According to the passage on EU food import rules, under which standard must enterprises exporting to the EU obtain certificates and production levels?

Start of TEXT PASSAGE

For food products, the EU has strict requirements and regulations on product quality and the maximum residue level (MRL) of pesticides.

Trade counsellor Tran Ngoc Quan, head of the Vietnam Trade Office in Belgium and EU, said that most regulations across the bloc are similar when it comes to agricultural and food products.

Germany, Austria, the UK, Netherlands and Belgium do have stricter and higher MRL levels than the standard EU regulations, though these vary with different active ingredients, fresh produce and processed products.

Dang Phuc Nguyen, General Secretary of the Vietnam Fruit and Vegetable Association, said that while Vietnamese fruits and vegetables are more competitive than those from countries without a European trade agreement, exporters must focus on improving MRL levels.

Nguyen said: “If enterprises exporting to the EU do not comply with the regulations, they face the risk of increased levels of inspections, supervision and perhaps even being banned from exporting to these markets in the future.

“The EU applies these regulations very strictly. Enterprises that want to export to the EU must obtain certificates and production levels according to GlobalGAP.”

End of TEXT PASSAGE
Start of DATA SECTION

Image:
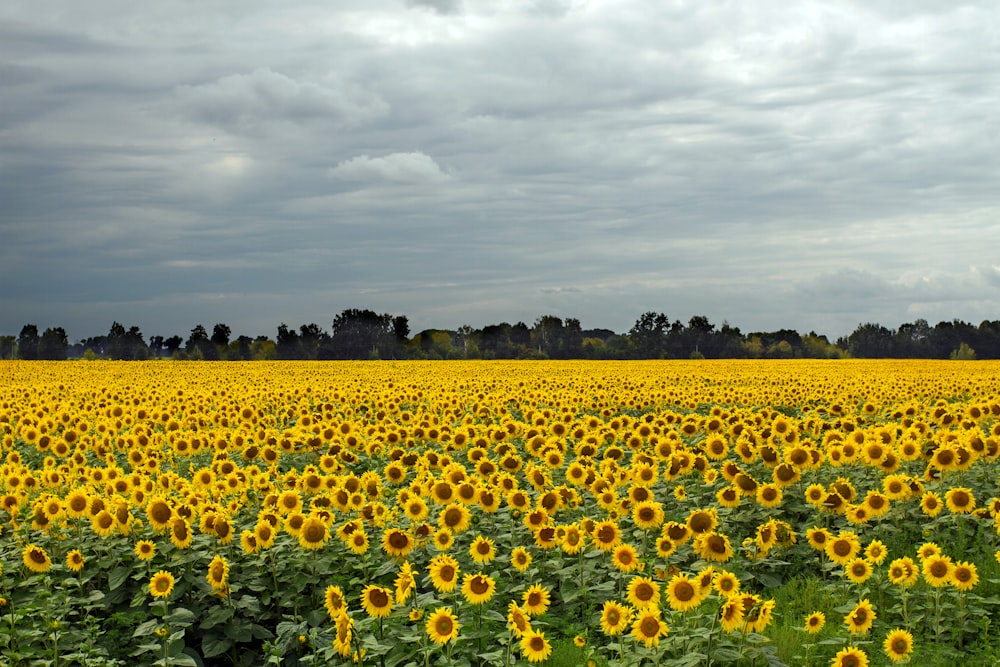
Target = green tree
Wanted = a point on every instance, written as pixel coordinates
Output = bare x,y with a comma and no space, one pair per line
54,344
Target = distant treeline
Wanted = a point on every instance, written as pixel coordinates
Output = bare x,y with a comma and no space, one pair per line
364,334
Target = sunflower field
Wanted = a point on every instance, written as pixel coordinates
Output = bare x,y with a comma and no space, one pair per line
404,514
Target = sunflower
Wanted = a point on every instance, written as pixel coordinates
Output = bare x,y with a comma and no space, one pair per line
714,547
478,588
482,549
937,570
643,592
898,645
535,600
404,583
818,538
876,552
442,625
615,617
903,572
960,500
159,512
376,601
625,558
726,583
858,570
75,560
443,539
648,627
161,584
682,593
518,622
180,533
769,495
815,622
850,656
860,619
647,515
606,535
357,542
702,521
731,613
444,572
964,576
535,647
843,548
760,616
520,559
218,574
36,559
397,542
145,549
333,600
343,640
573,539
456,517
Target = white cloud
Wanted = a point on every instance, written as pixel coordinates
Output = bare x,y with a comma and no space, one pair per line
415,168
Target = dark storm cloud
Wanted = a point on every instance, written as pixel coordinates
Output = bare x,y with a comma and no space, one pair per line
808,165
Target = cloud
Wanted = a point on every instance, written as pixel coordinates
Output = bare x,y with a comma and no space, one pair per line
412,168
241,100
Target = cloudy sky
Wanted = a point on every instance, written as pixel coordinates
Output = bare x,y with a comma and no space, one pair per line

End of DATA SECTION
Start of DATA SECTION

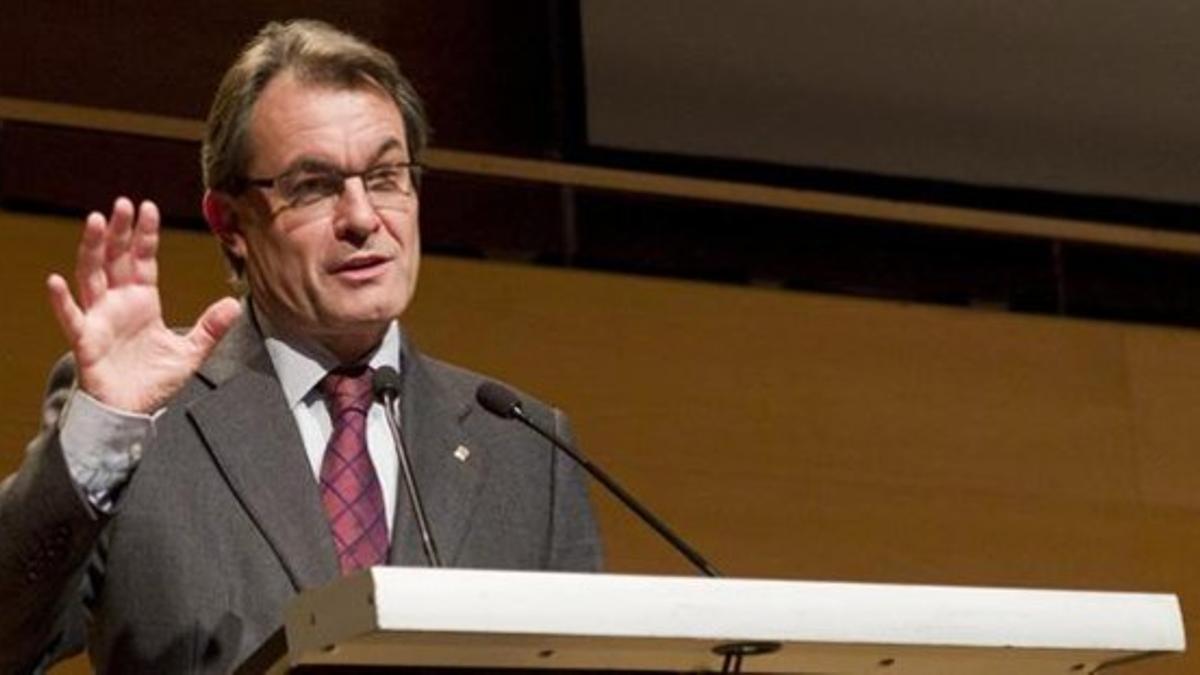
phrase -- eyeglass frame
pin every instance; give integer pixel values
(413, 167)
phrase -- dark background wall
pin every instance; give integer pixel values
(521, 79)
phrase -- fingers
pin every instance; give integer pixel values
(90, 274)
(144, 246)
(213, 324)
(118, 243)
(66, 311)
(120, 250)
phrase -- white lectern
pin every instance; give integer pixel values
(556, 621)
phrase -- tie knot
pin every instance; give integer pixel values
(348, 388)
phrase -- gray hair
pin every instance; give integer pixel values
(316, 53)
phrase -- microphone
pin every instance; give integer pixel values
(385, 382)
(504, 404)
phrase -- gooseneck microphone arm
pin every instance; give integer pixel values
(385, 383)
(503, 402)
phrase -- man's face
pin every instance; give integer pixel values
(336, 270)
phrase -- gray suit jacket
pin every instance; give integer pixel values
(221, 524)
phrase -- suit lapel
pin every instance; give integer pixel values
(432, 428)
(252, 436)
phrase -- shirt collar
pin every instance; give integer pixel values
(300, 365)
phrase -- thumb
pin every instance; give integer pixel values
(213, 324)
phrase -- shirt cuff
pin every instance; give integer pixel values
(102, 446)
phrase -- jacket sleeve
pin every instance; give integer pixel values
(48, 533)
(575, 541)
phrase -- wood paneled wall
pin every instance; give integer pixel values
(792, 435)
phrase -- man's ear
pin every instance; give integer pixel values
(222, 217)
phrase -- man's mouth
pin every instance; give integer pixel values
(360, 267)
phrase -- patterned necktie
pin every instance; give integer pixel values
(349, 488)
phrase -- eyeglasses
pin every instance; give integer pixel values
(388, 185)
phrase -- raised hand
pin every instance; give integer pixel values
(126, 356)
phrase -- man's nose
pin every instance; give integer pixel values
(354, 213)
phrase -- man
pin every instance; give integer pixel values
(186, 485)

End of DATA SECTION

- **ANSWER TO THE PROBLEM**
GlobalGAP